» APPLY WHAT YOU READ
(a) Reproduce word for word the stretch of the article from "You wouldn’t know" through "like pretty successfully.".
(b) Decide whether each statement agrees with the article below, answering yes or no and quoting the words of the article that settle it. (i) The writer's 18-year-old son is drum major of his school marching band. (ii) The writer's older kids are in high school. (iii) The message saying the writer must be a great mother came through Facebook.

» DOCUMENT SECTION
>>>
It's Not Just You — No One Knows How To 'Adult'
Honestly, we have no idea what we're doing.
By Joni Edelman
I have no idea what I’m doing. On any given day, at any given moment, I am so thoroughly and genuinely confused about what is happening that I wouldn’t be able to find my own head were it not attached.
You wouldn’t know that about me unless you looked close, though. Most of the time, it seems like I have my act together.
I’m bathed and clothed in things that are stylish and matching. I have a job — it seems like a pretty good one. I have raised (and am still raising) kids — what looks like pretty successfully.
My little kids are cute and (mostly) clothed. My 18-year-old son is getting good grades, is drum major of his school marching band, working, and being generally awesome.
My older kids are in college, well-groomed, and in long-term relationships with people who are well-groomed, kind, and apparently well-adjusted.
At first glance, I seem like I’m doing really well. Don't let first glances fool you. I am totally lost.
Someone messaged me on Instagram today to say that I must be a great mother, because my family looks so happy. Anyone who messages me to tell me that I must be a great mother, will get the same response: “I have no freaking idea what I’m doing.”
<<<
» DATASET
>>>
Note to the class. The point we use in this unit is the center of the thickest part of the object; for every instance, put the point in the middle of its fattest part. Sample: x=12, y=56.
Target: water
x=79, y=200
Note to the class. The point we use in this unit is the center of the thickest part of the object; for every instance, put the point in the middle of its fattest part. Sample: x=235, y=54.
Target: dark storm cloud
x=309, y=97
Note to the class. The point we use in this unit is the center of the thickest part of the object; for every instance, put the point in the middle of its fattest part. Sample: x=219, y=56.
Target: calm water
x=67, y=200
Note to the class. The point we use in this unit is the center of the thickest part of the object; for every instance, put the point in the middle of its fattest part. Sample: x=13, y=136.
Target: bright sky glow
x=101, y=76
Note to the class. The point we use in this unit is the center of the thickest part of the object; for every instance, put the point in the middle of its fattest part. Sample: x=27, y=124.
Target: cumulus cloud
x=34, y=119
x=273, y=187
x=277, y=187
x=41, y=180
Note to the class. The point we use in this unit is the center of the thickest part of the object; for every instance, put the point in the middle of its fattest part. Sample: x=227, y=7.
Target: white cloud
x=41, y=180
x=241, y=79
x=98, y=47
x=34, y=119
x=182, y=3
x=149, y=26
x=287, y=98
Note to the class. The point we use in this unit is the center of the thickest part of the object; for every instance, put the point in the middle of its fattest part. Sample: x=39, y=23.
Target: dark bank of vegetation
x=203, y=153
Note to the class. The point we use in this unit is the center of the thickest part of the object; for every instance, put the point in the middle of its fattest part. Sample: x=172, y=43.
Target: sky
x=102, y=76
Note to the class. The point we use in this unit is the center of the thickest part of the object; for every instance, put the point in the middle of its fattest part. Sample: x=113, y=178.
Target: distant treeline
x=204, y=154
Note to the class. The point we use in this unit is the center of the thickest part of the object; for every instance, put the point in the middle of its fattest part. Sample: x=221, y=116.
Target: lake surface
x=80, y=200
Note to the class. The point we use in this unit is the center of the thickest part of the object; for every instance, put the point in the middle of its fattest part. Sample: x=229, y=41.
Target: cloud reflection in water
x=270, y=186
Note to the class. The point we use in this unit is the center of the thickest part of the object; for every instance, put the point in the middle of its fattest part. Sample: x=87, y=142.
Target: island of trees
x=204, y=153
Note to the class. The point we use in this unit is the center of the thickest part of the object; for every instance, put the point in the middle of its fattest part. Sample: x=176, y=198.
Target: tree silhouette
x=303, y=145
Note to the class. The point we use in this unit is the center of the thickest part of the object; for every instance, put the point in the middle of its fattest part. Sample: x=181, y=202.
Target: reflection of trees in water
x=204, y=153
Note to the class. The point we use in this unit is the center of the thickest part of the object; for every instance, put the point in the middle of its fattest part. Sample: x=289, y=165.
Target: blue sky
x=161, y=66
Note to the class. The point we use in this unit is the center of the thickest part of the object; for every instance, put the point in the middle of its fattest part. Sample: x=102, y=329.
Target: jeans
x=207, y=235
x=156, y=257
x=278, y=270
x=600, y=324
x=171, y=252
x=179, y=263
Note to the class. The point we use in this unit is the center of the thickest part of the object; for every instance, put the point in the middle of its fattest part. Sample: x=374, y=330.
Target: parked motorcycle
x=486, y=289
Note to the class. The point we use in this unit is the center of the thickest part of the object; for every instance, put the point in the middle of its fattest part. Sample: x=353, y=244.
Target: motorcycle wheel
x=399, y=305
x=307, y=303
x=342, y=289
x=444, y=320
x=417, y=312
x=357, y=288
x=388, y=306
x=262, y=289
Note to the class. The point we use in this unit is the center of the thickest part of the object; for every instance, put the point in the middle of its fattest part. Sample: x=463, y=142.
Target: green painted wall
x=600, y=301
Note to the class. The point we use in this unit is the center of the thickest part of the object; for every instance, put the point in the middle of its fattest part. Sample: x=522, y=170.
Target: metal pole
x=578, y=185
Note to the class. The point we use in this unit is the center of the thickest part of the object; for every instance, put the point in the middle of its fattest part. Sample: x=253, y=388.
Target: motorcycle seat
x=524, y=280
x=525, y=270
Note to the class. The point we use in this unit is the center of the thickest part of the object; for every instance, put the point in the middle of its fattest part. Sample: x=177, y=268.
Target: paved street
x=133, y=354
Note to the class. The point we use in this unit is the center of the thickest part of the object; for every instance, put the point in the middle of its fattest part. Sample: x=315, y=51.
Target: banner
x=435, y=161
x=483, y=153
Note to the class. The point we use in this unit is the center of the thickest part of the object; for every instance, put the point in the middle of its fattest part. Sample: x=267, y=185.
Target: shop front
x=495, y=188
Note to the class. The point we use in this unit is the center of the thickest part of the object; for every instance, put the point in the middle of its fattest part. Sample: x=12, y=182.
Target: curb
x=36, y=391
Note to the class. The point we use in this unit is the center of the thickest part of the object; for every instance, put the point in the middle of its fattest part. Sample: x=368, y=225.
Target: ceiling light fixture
<<<
» TASK RESULTS
(a)
You wouldn’t know that about me unless you looked close, though. Most of the time, it seems like I have my act together.
I’m bathed and clothed in things that are stylish and matching. I have a job — it seems like a pretty good one. I have raised (and am still raising) kids — what looks like pretty successfully.

(b)
(i) Yes: "My 18-year-old son is getting good grades, is drum major of his school marching band"
(ii) No: "My older kids are in college"
(iii) No: "Someone messaged me on Instagram today"